# Extracted text
# # #

This page should cover all networking related activity in KVM, currently most info is related to virtio-net.
TODO: add bugzilla entry links.
=== projects in progress. contributions are still very wellcome!
- vhost-net scalability tuning: threading for many VMs
Plan: switch to workqueue shared by many VMs http://email@example.com/msg69868.html
Developer: Bandan Das Testing: netperf guest to guest
- multiqueue support in macvtap
multiqueue is only supported for tun. Add support for macvtap. Developer: Jason Wang
- support more queues
We limit TUN to 8 queues, but we really want 1 queue per guest CPU. The limit comes from net core, need to teach it to allocate array of pointers and not array of queues. Jason has an draft patch to use flex array. Another thing is to move the flow caches out of tun_struct. Developer: Jason Wang
- enable multiqueue by default
Multiqueue causes regression in some workloads, thus it is off by default. Detect and enable/disable automatically so we can make it on by default. This is because GSO tends to batch less when mq is enabled. https://patchwork.kernel.org/patch/2235191/ Developer: Jason Wang
- rework on flow caches
Current hlist implementation of flow caches has several limitations: 1) at worst case, linear search will be bad 2) not scale https://patchwork.kernel.org/patch/2025121/ Developer: Jason Wang
- eliminate the extra copy in virtio-net driver
We need do an extra copy of 128 bytes for every packets. This could be eliminated for small packets by: 1) use build_skb() and head frag 2) bigger vnet header length ( >= NET_SKB_PAD + NET_IP_ALIGN ) Or use a dedicated queue for small packet receiving ? (reordering) Developer: Jason Wang
- make pktgen works for virtio-net ( or partially orphan )

# # #

# Source excerpt
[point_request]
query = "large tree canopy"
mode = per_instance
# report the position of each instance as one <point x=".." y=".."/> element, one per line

# # #

# The exercise
From the KVM networking page, pull out word for word the passage from "This page should" to "still very wellcome!".

# Solution
This page should cover all networking related activity in KVM, currently most info is related to virtio-net.
TODO: add bugzilla entry links.
=== projects in progress. contributions are still very wellcome!